#### [GIVEN EXERCISE]
Rewrite every line from the one containing "Locate the butterfly wing" through the last line, raising each answer coordinate by 64. Leave everything else unchanged, including the sample numbers.

# DATA FOR THE TASK start

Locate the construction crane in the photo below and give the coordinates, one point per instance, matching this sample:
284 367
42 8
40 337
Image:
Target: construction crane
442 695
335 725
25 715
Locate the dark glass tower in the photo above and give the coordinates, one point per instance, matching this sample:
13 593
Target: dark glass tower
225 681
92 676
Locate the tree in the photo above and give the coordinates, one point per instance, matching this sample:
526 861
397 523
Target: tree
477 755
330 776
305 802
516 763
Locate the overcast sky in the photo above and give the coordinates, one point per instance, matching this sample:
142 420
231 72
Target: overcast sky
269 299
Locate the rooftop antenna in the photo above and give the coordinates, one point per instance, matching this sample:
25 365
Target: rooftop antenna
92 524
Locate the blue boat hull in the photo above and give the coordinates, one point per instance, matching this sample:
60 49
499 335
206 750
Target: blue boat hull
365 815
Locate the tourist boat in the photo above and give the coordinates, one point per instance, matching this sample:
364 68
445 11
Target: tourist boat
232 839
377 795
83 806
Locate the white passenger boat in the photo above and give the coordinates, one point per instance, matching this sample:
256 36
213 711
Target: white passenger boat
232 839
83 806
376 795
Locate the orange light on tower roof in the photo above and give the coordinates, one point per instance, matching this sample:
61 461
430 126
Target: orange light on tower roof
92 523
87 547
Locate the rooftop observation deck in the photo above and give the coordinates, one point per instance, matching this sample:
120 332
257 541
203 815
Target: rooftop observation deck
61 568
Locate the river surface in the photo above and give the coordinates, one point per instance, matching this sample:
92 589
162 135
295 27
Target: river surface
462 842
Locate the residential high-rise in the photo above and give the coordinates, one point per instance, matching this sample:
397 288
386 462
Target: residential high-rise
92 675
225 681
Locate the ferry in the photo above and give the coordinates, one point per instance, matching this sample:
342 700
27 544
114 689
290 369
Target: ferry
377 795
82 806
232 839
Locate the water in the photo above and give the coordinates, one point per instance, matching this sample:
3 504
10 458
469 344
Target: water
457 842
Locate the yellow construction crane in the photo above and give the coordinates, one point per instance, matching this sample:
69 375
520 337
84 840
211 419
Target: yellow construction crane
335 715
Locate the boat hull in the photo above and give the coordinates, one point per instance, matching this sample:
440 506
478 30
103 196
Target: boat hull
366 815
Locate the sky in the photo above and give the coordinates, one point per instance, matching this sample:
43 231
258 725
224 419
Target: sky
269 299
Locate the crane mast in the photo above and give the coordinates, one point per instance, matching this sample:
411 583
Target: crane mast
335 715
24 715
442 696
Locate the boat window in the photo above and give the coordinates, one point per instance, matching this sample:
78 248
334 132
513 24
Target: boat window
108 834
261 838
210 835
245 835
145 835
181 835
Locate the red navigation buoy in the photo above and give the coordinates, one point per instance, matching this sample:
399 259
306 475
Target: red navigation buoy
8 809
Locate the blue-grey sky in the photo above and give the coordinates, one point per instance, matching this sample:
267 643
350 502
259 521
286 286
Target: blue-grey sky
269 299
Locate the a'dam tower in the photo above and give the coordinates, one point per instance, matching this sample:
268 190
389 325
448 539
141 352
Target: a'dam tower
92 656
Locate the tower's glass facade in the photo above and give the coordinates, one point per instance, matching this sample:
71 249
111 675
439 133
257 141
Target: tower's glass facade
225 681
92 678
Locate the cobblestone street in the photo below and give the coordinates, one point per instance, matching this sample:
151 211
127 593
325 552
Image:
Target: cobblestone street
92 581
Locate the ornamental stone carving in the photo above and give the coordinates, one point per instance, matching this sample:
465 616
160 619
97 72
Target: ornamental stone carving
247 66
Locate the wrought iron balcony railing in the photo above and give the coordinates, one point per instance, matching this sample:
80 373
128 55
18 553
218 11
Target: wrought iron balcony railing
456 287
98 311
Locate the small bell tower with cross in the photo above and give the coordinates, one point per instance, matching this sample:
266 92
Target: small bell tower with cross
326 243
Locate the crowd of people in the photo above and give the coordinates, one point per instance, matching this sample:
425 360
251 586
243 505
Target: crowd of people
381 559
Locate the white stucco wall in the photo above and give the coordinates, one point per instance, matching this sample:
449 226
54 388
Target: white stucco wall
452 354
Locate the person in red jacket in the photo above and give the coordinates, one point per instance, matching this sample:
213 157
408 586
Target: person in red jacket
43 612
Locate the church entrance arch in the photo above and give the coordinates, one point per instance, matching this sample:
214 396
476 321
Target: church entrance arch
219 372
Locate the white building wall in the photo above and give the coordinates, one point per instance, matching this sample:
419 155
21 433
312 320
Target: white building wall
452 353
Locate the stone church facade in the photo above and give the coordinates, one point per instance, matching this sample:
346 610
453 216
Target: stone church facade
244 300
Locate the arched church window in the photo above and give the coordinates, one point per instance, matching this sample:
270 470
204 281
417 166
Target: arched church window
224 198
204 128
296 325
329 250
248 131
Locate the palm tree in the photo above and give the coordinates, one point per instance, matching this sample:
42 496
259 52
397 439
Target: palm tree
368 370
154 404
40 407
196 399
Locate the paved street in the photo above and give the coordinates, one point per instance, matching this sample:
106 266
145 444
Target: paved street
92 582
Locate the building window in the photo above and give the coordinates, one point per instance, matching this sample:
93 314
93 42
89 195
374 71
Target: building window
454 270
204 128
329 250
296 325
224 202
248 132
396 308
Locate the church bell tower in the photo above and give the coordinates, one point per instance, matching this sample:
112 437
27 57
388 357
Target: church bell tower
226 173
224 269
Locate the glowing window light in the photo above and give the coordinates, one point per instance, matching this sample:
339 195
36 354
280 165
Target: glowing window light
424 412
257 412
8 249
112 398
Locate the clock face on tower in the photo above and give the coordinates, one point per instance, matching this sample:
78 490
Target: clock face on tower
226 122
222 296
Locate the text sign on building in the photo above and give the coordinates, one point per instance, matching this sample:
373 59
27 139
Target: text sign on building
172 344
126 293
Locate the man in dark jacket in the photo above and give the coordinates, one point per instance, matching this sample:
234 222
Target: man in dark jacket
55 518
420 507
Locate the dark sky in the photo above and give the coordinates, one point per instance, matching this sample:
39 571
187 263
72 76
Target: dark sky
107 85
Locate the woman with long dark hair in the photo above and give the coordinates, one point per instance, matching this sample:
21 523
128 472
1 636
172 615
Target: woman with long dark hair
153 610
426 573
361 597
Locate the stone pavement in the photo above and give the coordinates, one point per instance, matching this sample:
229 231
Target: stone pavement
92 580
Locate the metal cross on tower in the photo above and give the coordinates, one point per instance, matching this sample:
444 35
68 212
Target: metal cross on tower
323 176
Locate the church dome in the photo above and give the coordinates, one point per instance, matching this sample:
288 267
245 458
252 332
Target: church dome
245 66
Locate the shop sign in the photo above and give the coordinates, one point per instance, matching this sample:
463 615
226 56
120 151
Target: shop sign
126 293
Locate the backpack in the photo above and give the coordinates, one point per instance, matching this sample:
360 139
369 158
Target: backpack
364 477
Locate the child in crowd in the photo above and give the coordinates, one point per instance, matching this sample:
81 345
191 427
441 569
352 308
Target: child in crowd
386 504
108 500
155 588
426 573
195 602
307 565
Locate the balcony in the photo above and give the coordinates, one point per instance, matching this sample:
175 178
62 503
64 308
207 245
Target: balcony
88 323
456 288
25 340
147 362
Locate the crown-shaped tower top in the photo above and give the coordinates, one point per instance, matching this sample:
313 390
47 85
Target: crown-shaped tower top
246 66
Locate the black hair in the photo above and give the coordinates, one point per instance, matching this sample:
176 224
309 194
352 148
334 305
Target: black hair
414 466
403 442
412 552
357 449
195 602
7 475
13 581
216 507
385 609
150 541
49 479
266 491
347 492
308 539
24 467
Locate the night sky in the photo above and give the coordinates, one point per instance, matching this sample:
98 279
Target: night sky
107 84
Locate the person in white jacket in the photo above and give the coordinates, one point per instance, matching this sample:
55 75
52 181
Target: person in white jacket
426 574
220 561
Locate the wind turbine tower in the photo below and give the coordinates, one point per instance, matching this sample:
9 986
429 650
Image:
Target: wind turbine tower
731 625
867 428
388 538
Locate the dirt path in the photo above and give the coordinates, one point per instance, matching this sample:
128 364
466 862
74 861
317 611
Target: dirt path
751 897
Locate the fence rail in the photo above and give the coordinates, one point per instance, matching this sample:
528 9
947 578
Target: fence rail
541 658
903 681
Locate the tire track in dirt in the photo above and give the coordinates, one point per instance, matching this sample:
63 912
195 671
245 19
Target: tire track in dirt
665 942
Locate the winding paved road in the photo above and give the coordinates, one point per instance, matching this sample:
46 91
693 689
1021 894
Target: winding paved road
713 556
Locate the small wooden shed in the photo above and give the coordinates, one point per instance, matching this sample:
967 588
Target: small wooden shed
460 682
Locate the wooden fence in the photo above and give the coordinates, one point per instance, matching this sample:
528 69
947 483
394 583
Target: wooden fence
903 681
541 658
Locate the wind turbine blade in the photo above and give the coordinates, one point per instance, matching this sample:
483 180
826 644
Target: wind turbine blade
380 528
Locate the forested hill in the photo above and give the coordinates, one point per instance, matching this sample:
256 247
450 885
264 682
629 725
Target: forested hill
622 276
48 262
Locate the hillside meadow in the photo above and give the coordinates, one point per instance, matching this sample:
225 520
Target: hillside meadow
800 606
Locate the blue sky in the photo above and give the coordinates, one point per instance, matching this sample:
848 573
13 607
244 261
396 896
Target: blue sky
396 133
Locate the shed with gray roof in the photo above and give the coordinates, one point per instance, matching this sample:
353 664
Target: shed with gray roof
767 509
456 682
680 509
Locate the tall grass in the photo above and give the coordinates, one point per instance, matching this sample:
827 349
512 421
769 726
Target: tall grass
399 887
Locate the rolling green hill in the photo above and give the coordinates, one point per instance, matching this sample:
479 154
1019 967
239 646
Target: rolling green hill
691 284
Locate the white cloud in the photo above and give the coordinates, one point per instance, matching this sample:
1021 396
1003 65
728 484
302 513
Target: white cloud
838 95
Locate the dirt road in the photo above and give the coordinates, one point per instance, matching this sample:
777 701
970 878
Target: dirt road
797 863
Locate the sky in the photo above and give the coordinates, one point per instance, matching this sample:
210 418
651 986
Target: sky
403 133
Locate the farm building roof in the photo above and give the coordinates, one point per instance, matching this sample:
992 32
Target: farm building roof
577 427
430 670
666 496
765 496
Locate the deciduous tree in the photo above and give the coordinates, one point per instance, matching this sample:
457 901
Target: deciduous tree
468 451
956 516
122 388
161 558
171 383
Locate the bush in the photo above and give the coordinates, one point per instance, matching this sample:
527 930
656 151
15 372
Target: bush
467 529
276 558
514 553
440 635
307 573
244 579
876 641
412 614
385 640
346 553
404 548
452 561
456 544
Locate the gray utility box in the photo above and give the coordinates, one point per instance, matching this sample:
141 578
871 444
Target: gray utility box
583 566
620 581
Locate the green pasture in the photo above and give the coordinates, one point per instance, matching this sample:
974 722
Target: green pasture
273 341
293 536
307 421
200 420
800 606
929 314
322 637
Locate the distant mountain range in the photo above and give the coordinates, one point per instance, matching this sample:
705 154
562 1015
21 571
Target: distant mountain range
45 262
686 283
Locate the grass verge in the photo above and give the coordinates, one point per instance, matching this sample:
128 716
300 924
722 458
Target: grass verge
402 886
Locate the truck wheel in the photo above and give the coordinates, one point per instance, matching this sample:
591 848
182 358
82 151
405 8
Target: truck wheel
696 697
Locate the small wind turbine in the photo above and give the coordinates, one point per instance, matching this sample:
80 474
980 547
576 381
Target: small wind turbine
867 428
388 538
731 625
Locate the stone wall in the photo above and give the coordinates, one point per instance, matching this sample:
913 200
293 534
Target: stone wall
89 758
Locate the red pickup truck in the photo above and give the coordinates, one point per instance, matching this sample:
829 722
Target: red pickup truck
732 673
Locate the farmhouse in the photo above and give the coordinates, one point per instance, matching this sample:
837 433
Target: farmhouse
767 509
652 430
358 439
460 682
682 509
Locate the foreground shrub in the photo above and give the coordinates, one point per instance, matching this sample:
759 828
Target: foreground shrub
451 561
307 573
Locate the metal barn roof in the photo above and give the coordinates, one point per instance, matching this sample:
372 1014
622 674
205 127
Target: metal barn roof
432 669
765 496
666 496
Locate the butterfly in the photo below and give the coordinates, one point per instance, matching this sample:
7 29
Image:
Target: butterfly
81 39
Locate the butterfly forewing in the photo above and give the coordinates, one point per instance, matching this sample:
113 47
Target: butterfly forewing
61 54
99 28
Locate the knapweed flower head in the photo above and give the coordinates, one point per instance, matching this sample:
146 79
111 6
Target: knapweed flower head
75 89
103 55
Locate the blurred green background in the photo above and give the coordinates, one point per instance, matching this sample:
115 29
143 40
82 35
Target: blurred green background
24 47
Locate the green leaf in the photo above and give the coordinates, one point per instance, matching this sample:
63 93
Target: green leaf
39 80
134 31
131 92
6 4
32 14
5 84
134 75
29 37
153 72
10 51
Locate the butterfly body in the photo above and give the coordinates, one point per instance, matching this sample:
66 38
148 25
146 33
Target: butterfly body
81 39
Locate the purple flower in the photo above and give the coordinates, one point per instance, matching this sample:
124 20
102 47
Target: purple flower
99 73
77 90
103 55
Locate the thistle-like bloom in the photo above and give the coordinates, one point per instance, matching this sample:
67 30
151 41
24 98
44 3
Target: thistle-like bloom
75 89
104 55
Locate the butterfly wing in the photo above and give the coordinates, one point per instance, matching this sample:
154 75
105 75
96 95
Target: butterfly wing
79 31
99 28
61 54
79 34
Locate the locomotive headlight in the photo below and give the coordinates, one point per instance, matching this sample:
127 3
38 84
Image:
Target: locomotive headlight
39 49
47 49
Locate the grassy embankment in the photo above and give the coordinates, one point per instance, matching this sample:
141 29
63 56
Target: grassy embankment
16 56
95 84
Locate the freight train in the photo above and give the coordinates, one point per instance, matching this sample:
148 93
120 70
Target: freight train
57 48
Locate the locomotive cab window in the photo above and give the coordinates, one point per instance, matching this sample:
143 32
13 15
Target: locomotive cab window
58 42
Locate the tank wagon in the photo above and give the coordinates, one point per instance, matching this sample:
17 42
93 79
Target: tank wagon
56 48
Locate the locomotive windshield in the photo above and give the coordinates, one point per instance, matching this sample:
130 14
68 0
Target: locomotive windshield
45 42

# DATA FOR THE TASK end

#### [CORRECT RESULT]
Locate the butterfly wing in the photo above and give the coordinates, one point per instance, matching this sample:
154 75
105 75
96 95
Target: butterfly wing
143 95
163 92
125 118
143 98
Locate the locomotive headlight in the photo below and give the coordinates, one point per instance, matching this sample:
127 3
38 84
Image:
Target: locomotive headlight
103 113
111 113
Locate the grassy embankment in the photo above and give the coordinates, one point per instance, matching this sample:
141 29
63 56
Target: grassy embankment
80 120
159 148
Locate the freight train in the photo above and give the coordinates, one point per instance, matching this sample:
148 93
120 70
Target: freight train
121 112
Locate the locomotive cab window in the photo above and give the coordinates, one point per instance, matching this sample:
143 32
13 15
Target: locomotive cab window
122 106
Locate the tank wagon in the photo above and give the coordinates, one point per instance, matching this sample:
17 42
93 79
Target: tank wagon
120 112
Locate the locomotive windshield in the photo above and give the coordinates, one point per instance, matching this sample:
130 14
68 0
Target: locomotive windshield
109 106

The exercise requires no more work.